**What the task asks**:
Write out all of the records, keeping each one exactly as written.

Extracted material Block Start

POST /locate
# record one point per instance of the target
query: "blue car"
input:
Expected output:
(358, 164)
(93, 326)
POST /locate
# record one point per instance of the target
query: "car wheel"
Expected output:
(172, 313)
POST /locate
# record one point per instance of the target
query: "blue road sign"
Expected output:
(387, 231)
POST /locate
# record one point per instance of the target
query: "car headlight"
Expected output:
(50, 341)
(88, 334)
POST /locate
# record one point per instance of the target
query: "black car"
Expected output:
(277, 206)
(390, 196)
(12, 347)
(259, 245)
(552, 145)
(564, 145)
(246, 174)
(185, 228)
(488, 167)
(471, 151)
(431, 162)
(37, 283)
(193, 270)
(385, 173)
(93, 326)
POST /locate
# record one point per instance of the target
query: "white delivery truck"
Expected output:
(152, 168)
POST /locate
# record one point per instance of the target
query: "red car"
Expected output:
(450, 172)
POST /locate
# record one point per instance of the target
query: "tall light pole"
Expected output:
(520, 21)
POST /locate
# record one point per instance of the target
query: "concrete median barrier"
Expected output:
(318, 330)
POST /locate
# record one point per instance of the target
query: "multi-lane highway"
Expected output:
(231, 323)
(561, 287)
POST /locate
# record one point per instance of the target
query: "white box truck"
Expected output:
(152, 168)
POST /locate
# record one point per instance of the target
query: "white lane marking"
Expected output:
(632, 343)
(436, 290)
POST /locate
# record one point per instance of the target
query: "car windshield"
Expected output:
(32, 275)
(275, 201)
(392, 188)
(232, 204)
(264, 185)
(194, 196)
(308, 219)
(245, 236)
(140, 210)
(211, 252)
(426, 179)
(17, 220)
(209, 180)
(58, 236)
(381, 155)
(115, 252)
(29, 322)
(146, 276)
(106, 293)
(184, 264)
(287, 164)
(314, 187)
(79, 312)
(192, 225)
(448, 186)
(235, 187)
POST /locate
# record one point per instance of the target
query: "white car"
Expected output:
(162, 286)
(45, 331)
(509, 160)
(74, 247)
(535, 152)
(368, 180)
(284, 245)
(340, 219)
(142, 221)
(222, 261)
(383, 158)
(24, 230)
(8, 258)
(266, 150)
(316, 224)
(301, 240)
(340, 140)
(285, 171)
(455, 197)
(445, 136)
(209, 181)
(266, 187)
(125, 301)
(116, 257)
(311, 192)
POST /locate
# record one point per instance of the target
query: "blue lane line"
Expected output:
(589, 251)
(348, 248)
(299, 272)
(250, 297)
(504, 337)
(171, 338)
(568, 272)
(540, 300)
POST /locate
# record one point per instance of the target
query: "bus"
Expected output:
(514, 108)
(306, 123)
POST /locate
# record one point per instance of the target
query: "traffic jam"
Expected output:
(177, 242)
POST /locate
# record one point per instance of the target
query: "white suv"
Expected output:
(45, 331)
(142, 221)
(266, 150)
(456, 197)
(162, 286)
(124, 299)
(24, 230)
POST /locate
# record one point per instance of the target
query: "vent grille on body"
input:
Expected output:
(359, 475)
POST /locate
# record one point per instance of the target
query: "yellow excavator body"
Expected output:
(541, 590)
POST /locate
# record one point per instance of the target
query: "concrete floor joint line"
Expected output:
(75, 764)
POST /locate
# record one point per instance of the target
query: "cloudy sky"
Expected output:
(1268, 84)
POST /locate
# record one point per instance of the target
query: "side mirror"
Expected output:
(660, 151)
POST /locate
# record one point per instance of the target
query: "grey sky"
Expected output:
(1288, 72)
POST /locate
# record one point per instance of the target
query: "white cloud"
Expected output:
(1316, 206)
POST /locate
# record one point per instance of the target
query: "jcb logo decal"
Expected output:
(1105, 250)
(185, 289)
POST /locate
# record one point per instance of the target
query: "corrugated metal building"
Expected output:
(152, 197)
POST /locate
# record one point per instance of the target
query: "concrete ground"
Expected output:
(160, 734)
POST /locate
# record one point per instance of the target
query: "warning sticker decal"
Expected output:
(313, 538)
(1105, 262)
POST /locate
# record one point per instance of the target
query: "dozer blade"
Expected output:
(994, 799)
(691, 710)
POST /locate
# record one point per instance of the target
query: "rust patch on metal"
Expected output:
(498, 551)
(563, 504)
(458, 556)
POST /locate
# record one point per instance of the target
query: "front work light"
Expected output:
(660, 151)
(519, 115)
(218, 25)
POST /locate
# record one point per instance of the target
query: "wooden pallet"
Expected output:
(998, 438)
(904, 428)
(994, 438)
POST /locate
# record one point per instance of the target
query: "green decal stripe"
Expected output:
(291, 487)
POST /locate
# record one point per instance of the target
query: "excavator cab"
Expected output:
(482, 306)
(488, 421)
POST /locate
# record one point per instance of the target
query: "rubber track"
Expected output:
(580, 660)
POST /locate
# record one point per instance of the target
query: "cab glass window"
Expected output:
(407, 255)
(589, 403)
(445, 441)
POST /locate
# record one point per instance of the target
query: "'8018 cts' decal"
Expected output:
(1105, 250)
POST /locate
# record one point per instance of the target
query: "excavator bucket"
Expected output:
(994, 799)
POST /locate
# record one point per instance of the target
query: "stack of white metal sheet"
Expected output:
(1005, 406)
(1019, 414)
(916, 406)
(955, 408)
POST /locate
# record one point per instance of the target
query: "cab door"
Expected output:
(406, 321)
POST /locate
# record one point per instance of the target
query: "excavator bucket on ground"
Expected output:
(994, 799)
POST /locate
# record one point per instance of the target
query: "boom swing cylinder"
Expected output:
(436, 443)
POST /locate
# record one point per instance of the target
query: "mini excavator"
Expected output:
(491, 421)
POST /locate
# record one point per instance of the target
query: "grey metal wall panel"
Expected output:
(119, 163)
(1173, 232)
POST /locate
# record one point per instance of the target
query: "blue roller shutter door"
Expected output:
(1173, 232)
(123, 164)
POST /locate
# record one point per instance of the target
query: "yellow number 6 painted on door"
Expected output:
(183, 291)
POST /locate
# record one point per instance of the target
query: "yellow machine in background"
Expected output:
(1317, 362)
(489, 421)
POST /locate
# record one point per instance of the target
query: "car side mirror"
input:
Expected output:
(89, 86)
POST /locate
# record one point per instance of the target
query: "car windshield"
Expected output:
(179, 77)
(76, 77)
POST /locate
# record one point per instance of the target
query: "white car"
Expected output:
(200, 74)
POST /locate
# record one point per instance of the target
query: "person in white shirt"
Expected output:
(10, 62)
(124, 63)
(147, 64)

Extracted material Block End

**Task output**:
POST /locate
# record one point per instance of the target
query: "blue car"
input:
Expected output:
(358, 164)
(93, 326)
POST /locate
# record one point per instance of the target
query: "car wheel"
Expected output:
(172, 313)
POST /locate
# record one point per instance of the target
query: "blue road sign"
Expected output:
(387, 231)
POST /locate
# record one point per instance of the target
query: "car headlight"
Expected output:
(50, 341)
(88, 334)
POST /locate
# record one point per instance of the target
query: "black car"
Expected output:
(277, 206)
(390, 196)
(12, 347)
(259, 245)
(552, 145)
(564, 145)
(246, 174)
(185, 228)
(488, 167)
(471, 151)
(431, 162)
(37, 283)
(193, 270)
(385, 173)
(93, 326)
POST /locate
# record one point per instance of the target
query: "white delivery truck"
Expected output:
(152, 168)
POST /locate
# record one point per instance of the target
query: "red car"
Expected output:
(450, 172)
POST /locate
# record one point per instance of the target
query: "tall light pole"
Expected output:
(520, 21)
POST /locate
# record one point per instance of the target
query: "concrete median barrier"
Expected output:
(318, 330)
POST /locate
# record one point per instance of the target
query: "multi-lane highway"
Expected output:
(231, 323)
(561, 287)
POST /locate
# record one point per instance of the target
query: "white box truck"
Expected output:
(152, 168)
POST /locate
# record one point per instance of the target
query: "white lane marking"
Expected output:
(632, 343)
(436, 290)
POST /locate
# record one point per instance of the target
query: "car windshield"
Expected output:
(32, 275)
(275, 201)
(392, 188)
(232, 204)
(264, 185)
(194, 196)
(308, 219)
(245, 236)
(140, 210)
(211, 252)
(426, 179)
(17, 220)
(209, 180)
(58, 236)
(381, 155)
(115, 252)
(29, 322)
(146, 276)
(106, 293)
(184, 264)
(287, 164)
(314, 187)
(79, 312)
(192, 225)
(448, 186)
(235, 187)
POST /locate
# record one point per instance of the target
query: "white car"
Expected output:
(162, 286)
(45, 331)
(509, 160)
(74, 247)
(535, 152)
(368, 180)
(284, 245)
(340, 219)
(142, 221)
(222, 261)
(383, 158)
(24, 230)
(8, 258)
(266, 150)
(316, 224)
(301, 240)
(340, 140)
(285, 171)
(455, 197)
(445, 136)
(209, 181)
(266, 187)
(125, 301)
(116, 257)
(311, 192)
POST /locate
# record one point per instance of the target
query: "blue lane line"
Expected output:
(589, 251)
(348, 248)
(299, 272)
(250, 297)
(504, 337)
(171, 338)
(568, 272)
(540, 300)
POST /locate
# record one point per instance of the target
query: "bus"
Expected output:
(514, 108)
(306, 123)
POST /locate
# record one point per instance of the target
query: "traffic jam"
Expected output:
(177, 242)
POST /locate
# record one point per instance of the target
query: "white suv"
Expected output:
(45, 331)
(142, 221)
(266, 150)
(456, 197)
(162, 286)
(124, 299)
(24, 230)
POST /locate
# record one point per instance of the target
query: "vent grille on body"
input:
Expected output:
(359, 475)
POST /locate
# record one point per instance of the target
query: "yellow excavator body"
Expected output:
(541, 590)
POST /locate
# record one point per instance of the target
query: "concrete floor joint line"
Expected output:
(75, 764)
POST /locate
# record one point per instance of the target
query: "cloudy sky"
Expected output:
(1268, 84)
POST /locate
# record one point per instance of the target
query: "side mirror"
Expected output:
(660, 151)
POST /locate
# record one point per instance of the target
query: "grey sky"
Expected output:
(1288, 72)
POST /locate
# record one point per instance of the target
query: "white cloud"
Expected output:
(1316, 206)
POST /locate
# record one point per instance of the target
query: "jcb logo decal"
Expected output:
(1105, 250)
(185, 289)
POST /locate
# record one point per instance of the target
query: "corrugated metal building"
Expected output:
(152, 197)
POST /locate
# record one point per instance of the target
query: "concrete ground"
Expected output:
(160, 734)
POST /locate
# record one point per instance of the target
query: "warning sticker decal"
Expected output:
(313, 538)
(1105, 262)
POST /locate
# record one point per instance of the target
query: "dozer blade"
Expected output:
(994, 799)
(691, 710)
POST /locate
# record one point per instance of the target
query: "rust patch on metal"
Expected output:
(498, 551)
(563, 504)
(458, 556)
POST /locate
# record one point per instance of the target
query: "front work light"
Expected output:
(660, 151)
(519, 115)
(218, 25)
POST /locate
# record one point per instance of the target
query: "wooden pallet"
Expected output:
(998, 438)
(904, 428)
(994, 438)
POST /locate
# record one point per instance of the target
query: "green decal stripe"
Expected output:
(291, 487)
POST /locate
# record one point per instance of the target
query: "excavator cab"
Expected output:
(482, 306)
(488, 421)
POST /locate
# record one point per instance of the target
query: "rubber track"
Expected output:
(580, 660)
POST /locate
# record one point per instance of the target
query: "cab glass window"
Expected output:
(407, 255)
(589, 403)
(445, 441)
POST /locate
# record one point per instance of the target
query: "'8018 cts' decal"
Expected output:
(1105, 250)
POST /locate
# record one point per instance of the target
query: "excavator bucket"
Expected output:
(994, 799)
POST /locate
# record one point per instance of the target
query: "stack of white metal sheet"
Expected output:
(1005, 406)
(1019, 414)
(916, 406)
(955, 408)
POST /locate
# record one point per instance of the target
query: "cab door"
Expected output:
(406, 321)
POST /locate
# record one point per instance of the target
query: "excavator bucket on ground"
Expected output:
(994, 799)
POST /locate
# record one point per instance of the target
query: "boom swing cylinder"
Expected output:
(436, 443)
POST /locate
# record one point per instance of the target
query: "mini excavator"
Expected output:
(491, 421)
POST /locate
# record one point per instance of the target
query: "grey metal wall panel"
Expected output:
(119, 163)
(1173, 232)
POST /locate
# record one point per instance of the target
query: "blue roller shutter door"
Expected output:
(1173, 232)
(123, 164)
POST /locate
# record one point per instance of the target
query: "yellow number 6 painted on door"
Expected output:
(183, 291)
POST /locate
# record one point per instance of the target
query: "yellow machine in background"
Expected output:
(1317, 362)
(489, 421)
POST /locate
# record one point per instance of the target
query: "car side mirror"
input:
Expected output:
(89, 86)
POST /locate
# record one point per instance of the target
query: "car windshield"
Expected output:
(179, 77)
(76, 77)
POST /locate
# record one point per instance of the target
query: "white car"
Expected output:
(200, 74)
POST /locate
# record one point per instance of the target
query: "person in white shirt"
Expected output:
(10, 62)
(124, 63)
(147, 64)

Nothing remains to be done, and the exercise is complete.